Could you set down, word for word, the part of the palmitoylation abstract below starting with "In eukaryotes, palmitoylation" and going on through "that promote palmitoylation."?

── Document passage

Abstract

Motivation

In eukaryotes, palmitoylation drives several essential cellular mechanisms like protein sorting, protein stability and protein–protein interaction. Several amino acids namely Cys, Gly, Ser, Thr and Lys undergo palmitoylation. But very little is known about the amino acid patterns that promote palmitoylation.

Results

We deduced presence of statistically significant amino acids around palmitoylation sites and their association with different palmitoylated residues i.e. Cys, Gly and Ser. The results suggest that palmitoylation, irrespective of its target residue, generally occurs at sites where Cys, Leu, Lys, Arg, Ser and Met are abundant. Furthermore, functional properties of the three types of palmitoylated proteins were compared. We observed similar functional behavior of Cys and Gly palmitoylated proteins but proteins with Ser palmitoylation showed distinctiveness from remaining two. Motif-wise functional conservation was also observed in Cys palmitoylated proteins. We also did functional annotation of predicted human palmitoylome.

────
── Given data

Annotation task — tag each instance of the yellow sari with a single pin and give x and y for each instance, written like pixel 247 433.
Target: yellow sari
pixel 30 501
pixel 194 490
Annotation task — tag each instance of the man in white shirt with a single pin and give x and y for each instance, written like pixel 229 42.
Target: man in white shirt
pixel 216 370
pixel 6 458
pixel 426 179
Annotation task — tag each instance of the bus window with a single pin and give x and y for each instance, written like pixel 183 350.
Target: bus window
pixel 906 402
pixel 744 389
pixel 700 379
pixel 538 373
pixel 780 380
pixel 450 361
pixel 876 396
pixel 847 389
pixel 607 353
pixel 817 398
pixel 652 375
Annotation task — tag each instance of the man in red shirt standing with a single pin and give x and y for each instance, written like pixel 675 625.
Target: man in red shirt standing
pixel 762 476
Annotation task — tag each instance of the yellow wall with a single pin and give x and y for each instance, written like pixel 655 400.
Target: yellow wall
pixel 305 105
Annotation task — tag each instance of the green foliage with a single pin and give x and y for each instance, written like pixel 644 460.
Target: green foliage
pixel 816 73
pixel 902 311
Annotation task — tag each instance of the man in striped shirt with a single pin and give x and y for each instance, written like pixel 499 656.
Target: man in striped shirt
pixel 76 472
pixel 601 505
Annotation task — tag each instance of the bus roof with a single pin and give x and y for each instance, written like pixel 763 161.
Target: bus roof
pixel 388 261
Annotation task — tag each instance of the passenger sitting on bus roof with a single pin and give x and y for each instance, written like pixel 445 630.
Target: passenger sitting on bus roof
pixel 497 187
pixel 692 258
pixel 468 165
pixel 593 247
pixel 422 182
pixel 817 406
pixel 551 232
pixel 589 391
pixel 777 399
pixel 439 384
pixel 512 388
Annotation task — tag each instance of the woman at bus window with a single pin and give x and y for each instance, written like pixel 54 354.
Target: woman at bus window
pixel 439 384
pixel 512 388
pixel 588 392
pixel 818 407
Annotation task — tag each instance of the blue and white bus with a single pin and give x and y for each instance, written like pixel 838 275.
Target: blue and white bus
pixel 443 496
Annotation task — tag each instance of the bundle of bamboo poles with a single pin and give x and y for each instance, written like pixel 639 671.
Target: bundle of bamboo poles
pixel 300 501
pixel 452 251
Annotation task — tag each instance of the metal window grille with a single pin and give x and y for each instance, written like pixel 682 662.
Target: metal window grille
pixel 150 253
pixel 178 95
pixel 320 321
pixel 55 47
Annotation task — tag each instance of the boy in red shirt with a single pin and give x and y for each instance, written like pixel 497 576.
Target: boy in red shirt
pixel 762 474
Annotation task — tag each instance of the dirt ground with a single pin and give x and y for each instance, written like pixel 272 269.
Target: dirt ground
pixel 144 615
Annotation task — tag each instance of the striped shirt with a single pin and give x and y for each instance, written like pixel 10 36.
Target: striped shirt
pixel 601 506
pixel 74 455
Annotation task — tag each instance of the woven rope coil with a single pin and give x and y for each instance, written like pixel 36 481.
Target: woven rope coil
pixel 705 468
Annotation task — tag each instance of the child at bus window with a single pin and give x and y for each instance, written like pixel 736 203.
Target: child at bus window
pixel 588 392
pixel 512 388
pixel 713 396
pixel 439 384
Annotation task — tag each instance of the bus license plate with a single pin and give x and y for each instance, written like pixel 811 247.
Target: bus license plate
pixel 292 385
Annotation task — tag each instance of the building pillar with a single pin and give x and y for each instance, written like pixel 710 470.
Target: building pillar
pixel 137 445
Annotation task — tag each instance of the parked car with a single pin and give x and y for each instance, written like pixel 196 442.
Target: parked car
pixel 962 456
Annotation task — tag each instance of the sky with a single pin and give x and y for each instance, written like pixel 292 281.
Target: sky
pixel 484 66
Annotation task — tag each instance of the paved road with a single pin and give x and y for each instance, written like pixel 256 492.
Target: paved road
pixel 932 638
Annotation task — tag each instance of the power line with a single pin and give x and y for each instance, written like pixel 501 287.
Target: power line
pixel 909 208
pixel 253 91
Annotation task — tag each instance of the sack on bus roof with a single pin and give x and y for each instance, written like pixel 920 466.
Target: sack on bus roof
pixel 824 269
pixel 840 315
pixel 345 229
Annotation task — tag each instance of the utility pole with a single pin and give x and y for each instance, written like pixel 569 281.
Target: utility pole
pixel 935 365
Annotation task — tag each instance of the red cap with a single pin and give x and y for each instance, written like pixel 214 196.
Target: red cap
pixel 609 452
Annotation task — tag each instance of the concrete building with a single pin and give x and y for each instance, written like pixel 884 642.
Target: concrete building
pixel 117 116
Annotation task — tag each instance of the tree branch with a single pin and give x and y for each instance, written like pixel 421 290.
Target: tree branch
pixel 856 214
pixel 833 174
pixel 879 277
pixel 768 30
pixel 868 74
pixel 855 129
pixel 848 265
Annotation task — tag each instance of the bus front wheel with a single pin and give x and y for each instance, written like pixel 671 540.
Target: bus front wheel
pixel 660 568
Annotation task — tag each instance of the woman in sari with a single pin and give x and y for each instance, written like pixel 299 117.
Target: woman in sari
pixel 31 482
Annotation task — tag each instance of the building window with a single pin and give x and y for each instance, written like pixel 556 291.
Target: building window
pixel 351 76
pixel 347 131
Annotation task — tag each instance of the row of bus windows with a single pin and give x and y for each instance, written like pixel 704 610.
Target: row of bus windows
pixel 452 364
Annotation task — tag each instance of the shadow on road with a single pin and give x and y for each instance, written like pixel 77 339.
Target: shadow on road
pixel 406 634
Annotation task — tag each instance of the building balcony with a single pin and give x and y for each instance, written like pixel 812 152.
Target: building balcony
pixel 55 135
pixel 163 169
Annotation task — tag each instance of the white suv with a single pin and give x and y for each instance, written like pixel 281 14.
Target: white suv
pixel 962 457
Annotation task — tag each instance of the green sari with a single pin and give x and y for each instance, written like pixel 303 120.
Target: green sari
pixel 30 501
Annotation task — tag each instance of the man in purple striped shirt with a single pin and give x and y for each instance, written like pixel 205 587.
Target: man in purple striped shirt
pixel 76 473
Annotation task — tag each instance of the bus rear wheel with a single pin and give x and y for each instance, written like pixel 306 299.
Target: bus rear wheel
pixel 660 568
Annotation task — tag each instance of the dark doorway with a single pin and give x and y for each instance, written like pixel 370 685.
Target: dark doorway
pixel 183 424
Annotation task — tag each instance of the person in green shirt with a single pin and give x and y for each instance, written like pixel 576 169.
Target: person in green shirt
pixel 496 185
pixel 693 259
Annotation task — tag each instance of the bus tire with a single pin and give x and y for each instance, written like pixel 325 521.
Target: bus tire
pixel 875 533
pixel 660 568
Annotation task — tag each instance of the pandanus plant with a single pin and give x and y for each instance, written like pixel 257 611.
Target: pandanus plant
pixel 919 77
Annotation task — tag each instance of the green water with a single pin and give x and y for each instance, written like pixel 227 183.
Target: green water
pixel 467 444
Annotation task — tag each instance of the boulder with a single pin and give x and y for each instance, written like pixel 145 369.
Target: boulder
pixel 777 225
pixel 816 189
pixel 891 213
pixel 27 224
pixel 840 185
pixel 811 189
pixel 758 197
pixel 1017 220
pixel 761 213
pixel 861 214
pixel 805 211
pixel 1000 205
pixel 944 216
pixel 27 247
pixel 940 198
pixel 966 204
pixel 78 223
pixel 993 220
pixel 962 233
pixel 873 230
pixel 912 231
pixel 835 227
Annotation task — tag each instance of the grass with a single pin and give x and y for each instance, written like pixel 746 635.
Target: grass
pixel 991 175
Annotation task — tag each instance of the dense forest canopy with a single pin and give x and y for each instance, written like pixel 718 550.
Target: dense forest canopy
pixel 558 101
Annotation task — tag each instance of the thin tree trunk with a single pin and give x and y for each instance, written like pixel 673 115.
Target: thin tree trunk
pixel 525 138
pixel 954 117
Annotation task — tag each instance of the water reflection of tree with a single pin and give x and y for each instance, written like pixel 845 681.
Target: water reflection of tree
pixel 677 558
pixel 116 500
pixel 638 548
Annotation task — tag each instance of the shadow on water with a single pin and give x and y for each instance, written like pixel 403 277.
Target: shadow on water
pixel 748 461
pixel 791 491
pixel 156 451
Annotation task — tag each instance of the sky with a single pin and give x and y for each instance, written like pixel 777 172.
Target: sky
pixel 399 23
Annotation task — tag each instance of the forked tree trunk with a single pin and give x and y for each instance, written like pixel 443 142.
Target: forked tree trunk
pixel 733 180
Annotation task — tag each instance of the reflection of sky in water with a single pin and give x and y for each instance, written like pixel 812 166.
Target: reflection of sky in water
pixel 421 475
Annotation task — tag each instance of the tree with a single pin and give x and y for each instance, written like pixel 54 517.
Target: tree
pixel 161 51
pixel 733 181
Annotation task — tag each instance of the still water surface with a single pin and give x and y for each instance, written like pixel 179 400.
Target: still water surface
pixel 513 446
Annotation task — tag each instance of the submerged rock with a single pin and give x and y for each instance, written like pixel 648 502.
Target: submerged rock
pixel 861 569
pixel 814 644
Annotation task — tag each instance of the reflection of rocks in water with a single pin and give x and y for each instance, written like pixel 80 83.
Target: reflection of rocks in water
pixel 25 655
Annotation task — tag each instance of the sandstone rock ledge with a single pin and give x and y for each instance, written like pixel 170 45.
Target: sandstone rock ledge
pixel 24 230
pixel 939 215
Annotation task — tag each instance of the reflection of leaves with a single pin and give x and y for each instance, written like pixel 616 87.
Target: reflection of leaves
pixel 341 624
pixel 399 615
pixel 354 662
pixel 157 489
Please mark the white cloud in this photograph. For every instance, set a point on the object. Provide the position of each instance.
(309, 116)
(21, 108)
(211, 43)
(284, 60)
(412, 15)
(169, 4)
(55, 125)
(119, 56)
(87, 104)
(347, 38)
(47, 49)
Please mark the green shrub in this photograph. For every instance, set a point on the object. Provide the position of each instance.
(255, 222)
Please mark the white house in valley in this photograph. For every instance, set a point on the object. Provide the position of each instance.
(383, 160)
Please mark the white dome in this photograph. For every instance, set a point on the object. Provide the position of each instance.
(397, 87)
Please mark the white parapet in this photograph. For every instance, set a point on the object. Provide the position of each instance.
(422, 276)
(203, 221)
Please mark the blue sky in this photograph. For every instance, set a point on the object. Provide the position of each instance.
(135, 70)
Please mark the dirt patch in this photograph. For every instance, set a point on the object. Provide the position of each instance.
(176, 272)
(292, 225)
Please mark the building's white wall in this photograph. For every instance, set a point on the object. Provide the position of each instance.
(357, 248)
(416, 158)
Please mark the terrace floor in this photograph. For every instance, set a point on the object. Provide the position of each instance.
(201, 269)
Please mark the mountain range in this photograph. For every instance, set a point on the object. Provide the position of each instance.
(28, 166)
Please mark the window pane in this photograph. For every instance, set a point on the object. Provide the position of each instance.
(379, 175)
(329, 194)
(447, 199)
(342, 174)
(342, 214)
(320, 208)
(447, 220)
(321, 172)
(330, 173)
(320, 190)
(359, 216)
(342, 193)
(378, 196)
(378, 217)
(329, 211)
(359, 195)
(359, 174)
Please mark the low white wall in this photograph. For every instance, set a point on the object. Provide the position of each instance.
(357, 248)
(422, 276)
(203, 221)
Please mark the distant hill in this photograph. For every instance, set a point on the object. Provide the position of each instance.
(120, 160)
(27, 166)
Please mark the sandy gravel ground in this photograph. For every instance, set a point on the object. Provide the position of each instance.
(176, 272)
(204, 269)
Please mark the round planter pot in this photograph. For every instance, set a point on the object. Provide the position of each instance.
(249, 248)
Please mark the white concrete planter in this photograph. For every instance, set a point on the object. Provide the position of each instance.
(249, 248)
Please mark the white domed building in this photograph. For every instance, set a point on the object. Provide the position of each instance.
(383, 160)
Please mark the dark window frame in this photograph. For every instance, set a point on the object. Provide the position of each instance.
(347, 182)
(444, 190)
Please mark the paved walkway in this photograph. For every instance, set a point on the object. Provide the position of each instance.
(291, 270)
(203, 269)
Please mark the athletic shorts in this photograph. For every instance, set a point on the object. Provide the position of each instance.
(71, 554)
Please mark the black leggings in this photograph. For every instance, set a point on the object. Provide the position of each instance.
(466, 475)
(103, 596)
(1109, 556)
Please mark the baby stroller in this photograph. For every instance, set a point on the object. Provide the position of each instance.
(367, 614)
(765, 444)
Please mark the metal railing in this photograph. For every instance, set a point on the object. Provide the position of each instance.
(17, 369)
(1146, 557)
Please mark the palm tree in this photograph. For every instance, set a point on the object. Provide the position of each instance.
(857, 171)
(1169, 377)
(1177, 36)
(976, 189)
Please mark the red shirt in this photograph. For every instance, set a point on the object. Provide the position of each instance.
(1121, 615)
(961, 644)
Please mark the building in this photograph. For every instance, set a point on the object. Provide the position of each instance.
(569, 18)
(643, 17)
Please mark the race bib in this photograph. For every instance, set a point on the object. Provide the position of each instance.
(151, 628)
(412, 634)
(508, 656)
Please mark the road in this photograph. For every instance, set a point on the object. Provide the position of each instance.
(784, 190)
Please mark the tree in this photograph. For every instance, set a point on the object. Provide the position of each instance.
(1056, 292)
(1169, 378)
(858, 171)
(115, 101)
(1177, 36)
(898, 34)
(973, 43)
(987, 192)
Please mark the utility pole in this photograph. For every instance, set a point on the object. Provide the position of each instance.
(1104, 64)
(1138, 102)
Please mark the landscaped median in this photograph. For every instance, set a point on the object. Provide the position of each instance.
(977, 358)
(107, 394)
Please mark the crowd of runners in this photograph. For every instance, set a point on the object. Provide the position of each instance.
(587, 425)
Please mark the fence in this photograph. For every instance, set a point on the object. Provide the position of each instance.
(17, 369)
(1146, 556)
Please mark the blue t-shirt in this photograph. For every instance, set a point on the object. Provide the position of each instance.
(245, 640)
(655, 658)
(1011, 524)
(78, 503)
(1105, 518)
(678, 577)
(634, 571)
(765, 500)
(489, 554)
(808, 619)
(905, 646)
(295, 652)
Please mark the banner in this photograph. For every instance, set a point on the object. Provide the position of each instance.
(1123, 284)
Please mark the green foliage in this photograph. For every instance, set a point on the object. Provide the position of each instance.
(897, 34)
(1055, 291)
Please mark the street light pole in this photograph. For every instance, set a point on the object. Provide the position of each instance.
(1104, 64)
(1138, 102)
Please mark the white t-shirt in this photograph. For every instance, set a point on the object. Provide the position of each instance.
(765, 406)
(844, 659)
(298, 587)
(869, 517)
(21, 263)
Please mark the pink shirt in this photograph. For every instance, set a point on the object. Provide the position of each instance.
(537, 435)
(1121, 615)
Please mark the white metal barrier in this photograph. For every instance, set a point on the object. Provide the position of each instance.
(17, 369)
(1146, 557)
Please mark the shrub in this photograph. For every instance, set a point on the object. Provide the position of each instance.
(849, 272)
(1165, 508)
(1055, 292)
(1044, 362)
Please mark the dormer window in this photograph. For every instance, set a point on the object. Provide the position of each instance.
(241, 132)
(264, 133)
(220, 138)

────

■ Response to the task
In eukaryotes, palmitoylation drives several essential cellular mechanisms like protein sorting, protein stability and protein–protein interaction. Several amino acids namely Cys, Gly, Ser, Thr and Lys undergo palmitoylation. But very little is known about the amino acid patterns that promote palmitoylation.